Text segment:
____
Influenza (flu) is a contagious respiratory disease that can lead to serious complications, hospitalization or even death. Anyone can get the flu, and vaccination is the single-best way to protect against influenza. Even healthy children and adults can get very sick from the flu and spread it to family and friends.
Flu Shot FAQs
Why do I need to get a flu vaccination?
There are two common reasons for getting a yearly flu vaccination:
- Flu viruses are constantly changing, and vaccines are updated from one season to the next to protect against the most recent and commonly circulating viruses
- Your immune system's protection from a vaccination declines over time, and annual vaccination is needed for optimal protection
Who SHOULD get a flu vaccine?
____
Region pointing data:
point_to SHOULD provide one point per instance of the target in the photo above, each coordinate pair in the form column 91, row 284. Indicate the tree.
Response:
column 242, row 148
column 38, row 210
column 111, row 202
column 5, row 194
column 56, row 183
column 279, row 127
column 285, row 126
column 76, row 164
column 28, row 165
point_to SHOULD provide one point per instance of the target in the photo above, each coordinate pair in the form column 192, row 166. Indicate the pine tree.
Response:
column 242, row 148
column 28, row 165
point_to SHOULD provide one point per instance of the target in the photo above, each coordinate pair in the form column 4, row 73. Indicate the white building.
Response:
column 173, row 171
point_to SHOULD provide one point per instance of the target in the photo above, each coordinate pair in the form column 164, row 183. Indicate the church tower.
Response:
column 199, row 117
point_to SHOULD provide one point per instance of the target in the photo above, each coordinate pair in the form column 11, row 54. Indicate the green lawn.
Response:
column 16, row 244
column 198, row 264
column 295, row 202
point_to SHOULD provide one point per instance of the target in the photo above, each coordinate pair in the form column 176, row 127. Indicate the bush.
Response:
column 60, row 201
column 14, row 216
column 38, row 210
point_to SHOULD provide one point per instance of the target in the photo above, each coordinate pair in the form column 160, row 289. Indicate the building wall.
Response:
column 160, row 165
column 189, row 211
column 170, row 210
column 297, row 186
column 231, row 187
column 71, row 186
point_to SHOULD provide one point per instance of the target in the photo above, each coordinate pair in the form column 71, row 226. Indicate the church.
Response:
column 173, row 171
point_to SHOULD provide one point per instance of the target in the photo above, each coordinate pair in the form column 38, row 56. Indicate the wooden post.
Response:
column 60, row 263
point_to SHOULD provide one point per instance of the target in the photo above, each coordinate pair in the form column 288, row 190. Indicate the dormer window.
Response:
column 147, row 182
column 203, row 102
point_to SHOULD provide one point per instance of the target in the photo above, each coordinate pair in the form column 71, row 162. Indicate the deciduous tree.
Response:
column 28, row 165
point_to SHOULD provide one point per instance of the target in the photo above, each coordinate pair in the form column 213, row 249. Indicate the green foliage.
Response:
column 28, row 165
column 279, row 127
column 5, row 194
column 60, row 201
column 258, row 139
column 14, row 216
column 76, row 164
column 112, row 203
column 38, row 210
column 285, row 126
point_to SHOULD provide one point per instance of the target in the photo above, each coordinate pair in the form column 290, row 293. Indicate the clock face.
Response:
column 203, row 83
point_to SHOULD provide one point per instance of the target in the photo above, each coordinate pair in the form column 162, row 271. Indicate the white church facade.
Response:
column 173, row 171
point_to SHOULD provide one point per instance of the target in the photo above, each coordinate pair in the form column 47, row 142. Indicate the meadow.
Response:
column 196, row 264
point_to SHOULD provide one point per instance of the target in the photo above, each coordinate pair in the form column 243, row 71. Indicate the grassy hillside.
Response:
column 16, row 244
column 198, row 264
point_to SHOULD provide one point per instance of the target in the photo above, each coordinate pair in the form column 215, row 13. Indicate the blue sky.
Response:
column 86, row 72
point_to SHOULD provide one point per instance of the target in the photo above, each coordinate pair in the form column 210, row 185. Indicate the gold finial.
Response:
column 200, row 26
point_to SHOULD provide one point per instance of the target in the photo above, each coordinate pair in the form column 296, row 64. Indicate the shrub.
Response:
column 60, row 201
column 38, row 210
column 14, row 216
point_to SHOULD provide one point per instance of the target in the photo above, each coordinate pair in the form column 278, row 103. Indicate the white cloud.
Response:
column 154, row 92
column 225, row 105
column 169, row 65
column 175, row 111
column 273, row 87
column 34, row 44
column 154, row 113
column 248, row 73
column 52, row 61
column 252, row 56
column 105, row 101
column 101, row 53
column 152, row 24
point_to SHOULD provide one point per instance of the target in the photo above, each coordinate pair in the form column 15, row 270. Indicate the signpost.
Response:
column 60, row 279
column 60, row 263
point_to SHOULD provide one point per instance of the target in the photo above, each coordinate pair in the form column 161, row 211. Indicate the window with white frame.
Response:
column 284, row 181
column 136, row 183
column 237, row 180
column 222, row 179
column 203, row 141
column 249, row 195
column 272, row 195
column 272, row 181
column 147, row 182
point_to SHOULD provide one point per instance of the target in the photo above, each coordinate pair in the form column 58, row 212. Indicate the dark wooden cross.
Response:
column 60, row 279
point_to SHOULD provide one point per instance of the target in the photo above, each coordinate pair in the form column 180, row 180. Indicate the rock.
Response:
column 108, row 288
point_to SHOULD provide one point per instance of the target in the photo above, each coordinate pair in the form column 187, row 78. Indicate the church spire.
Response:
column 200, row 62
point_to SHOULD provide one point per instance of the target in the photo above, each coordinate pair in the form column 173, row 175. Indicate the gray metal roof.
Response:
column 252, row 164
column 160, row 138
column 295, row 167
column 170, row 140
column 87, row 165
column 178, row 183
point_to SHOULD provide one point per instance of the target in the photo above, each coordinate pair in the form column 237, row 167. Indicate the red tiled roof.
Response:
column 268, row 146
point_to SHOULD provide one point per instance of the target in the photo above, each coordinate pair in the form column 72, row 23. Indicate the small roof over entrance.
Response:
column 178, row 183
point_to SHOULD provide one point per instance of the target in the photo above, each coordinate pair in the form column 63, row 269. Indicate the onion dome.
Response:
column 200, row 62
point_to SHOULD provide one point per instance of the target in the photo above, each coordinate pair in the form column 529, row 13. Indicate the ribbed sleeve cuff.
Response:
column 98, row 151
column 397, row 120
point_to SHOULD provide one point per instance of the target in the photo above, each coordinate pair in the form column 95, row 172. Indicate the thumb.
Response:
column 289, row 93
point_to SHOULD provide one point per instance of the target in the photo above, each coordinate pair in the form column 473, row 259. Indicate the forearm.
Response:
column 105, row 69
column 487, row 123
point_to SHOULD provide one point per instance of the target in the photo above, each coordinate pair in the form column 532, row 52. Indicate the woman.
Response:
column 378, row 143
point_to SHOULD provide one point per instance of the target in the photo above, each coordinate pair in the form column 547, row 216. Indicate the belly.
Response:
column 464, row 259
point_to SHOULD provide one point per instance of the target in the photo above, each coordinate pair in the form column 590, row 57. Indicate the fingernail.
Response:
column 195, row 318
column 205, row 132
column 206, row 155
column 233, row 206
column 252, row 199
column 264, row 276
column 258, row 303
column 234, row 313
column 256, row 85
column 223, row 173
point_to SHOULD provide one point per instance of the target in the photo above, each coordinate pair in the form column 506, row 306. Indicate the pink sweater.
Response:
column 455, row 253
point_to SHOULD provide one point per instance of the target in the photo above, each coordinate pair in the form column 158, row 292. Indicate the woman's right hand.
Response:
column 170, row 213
____
Required work:
A - According to the flu shot FAQ text, what is the single-best way to protect against influenza?
B - Please summarize the flu shot FAQ text in two sentences.
Rely only on the flu shot FAQ text and set the data aside.

Answers to each task:
A - Vaccination.

B - Influenza is a contagious respiratory disease that can lead to serious complications, hospitalization, or death, and even healthy children and adults can get very sick from it, so vaccination is the single-best protection. A yearly vaccination is needed because flu viruses constantly change and vaccines are updated each season, and because the immune system's protection from a vaccination declines over time.